-- LISTED RECORDS follows --

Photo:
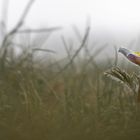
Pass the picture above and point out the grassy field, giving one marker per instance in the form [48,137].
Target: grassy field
[73,98]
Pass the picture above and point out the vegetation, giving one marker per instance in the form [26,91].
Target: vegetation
[65,99]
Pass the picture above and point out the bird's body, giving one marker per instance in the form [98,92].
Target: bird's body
[131,55]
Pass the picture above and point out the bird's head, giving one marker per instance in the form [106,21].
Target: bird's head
[124,51]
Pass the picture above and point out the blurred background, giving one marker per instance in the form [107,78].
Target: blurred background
[61,77]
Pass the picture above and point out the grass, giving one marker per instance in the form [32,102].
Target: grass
[73,98]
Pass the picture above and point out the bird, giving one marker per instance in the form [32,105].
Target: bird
[132,56]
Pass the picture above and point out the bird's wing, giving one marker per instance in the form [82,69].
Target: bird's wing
[137,53]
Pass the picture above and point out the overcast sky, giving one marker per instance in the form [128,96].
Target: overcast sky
[113,14]
[121,17]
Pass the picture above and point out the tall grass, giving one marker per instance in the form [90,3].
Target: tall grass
[65,99]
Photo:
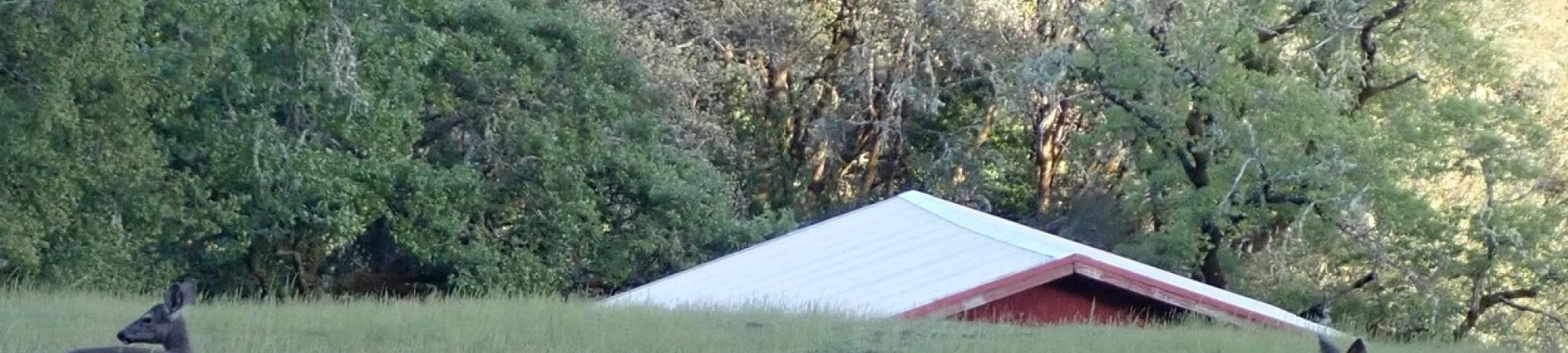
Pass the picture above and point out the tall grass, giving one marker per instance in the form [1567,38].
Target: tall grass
[34,321]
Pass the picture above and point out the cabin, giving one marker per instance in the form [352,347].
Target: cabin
[918,257]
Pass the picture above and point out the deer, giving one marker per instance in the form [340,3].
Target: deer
[1329,348]
[162,326]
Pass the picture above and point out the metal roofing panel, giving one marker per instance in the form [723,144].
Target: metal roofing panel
[891,258]
[1058,247]
[879,261]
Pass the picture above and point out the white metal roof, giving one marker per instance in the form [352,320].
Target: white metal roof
[890,258]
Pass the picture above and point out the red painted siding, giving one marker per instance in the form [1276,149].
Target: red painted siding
[1072,300]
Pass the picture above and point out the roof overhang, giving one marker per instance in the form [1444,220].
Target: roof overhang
[1089,267]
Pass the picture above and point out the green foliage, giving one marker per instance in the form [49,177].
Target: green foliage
[501,145]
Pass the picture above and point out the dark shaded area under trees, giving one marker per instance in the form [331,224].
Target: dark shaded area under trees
[1276,148]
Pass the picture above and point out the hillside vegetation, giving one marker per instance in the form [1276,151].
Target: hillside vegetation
[57,322]
[578,148]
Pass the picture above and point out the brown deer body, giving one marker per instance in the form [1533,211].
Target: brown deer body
[162,326]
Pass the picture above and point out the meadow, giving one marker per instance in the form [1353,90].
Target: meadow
[32,321]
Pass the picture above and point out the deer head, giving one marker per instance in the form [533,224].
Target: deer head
[162,326]
[1329,348]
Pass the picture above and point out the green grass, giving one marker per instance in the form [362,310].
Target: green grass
[34,321]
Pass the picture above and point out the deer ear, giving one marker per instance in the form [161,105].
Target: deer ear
[181,296]
[1357,348]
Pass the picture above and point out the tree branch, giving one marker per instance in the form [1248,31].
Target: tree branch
[1555,318]
[1265,35]
[1370,53]
[1368,90]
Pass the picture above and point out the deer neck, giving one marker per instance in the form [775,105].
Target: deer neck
[178,341]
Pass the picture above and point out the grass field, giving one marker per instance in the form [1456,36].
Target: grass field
[57,322]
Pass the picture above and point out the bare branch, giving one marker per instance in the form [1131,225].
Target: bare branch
[1370,53]
[1555,318]
[1265,35]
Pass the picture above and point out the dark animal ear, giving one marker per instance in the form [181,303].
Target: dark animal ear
[1357,348]
[1326,348]
[180,296]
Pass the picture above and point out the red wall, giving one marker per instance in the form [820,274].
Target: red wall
[1072,300]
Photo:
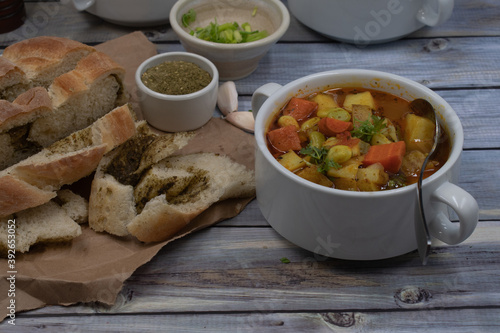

-- LISTED RECORDS concluded --

> **EXERCISE**: Output each entry above word for word. The pictures stay out.

> **WRITTEN ANSWER**:
Photo:
Pass the picture above and point out the grassy field, giving one marker per instance in the form [48,137].
Target: grassy field
[73,98]
Pass the picture above and point out the vegetation, giving one marker per instance in the form [26,91].
Target: vegetation
[65,99]
Pass the picture above and point out the bird's body, giving one marker per instance in the form [98,92].
Target: bird's body
[131,55]
Pass the picture above and point out the bird's head, giving one marker per instance in the form [106,21].
Target: bird's head
[124,51]
Pass the picture above and point out the blurred background, giving one marker per instance in the form [107,78].
Target: blurred background
[61,77]
Pass the picture above and point out the grass, giving one marker per instance in the form [32,102].
Target: grass
[73,98]
Pass the picture above and point out the bird, giving one marker per instance in the form [32,105].
Target: bird
[132,56]
Pass the picture above and point out the bird's wing, giving one marker per instance in the form [82,69].
Target: bird's wing
[137,53]
Pass the picture above and point out the overcast sky, giving one marker per instance in the form [128,96].
Target: overcast sky
[113,14]
[121,17]
Pass the picture above and point out the tall grass, giving one marker per instance in the form [90,3].
Target: tall grass
[65,99]
Photo:
Pass the picture above and point out the tall grass, giving one marker per instance in the form [1567,38].
Target: tall grass
[34,321]
Pass the picture above and point out the cabin, giving one marker per instance in the form [352,347].
Target: cabin
[918,257]
Pass the picture above and point out the deer, giving one marker per instance in the form [340,3].
Target: deer
[1329,348]
[162,326]
Pass the picture above and point out the metal roofing panel, giving one marker per instance in the form [723,144].
Target: metal roofing panel
[891,258]
[1058,247]
[879,261]
Pass the picture above and point out the white metal roof, giving one marker per instance in the form [352,320].
Target: white metal roof
[890,258]
Pass the picture above and point out the red painted siding, giving one marker per instance in the form [1276,149].
Target: red painted siding
[1072,300]
Pass the picture above and point out the roof overhang, giving one marker per instance in the form [1444,220].
Target: roof overhang
[1089,267]
Pass the picture above and point out the green foliage, giving one marker per instance in the form [49,177].
Target: green foliage
[501,145]
Pass the picture above and point out the dark shaded area under trees, giving one marker per instance in the form [331,224].
Target: dark shaded area under trees
[1276,148]
Pass the picture above and point out the hillside vegetation, giving one marker per instance in the form [1276,151].
Target: hillside vegetation
[57,322]
[578,148]
Pass the picture above and point out the brown deer body, giving one marker per instance in the form [1533,211].
Target: brown deer body
[162,326]
Pass the picture above and point out the meadow, giving one marker per instance in the form [1353,90].
Target: meadow
[32,321]
Pass the picture above and point out the deer head, giving one marker per instance in the form [533,224].
Target: deer head
[162,326]
[1329,348]
Pass the picture above and point out the green grass, giving one marker per instance in the form [362,310].
Target: green grass
[34,321]
Pass the picture above and point out the deer ear, giving one marker per instance in the form [161,105].
Target: deer ear
[181,296]
[1357,348]
Pass the picture above and point out the tree branch, giving one marker per instance in the form [1248,31].
Target: tree branch
[1555,318]
[1265,35]
[1370,53]
[1368,90]
Pass the picture above and point out the deer neck, giving one marker per instance in the form [775,105].
Target: deer neck
[178,341]
Pass the picture above and point out the grass field, giving one marker per instance in the form [1456,36].
Target: grass field
[57,322]
Pass the picture above and point out the bare branch, giving one marker per instance in the form [1131,225].
Target: bare branch
[1370,53]
[1555,318]
[1265,35]
Pass the picture above and point out the dark animal ear, giving one marker per instance in the form [181,303].
Target: dark animal ear
[1357,348]
[1326,348]
[180,296]
Pass the picture above and point out the red wall, giving one marker per instance in the form [820,274].
Target: red wall
[1072,300]
Photo:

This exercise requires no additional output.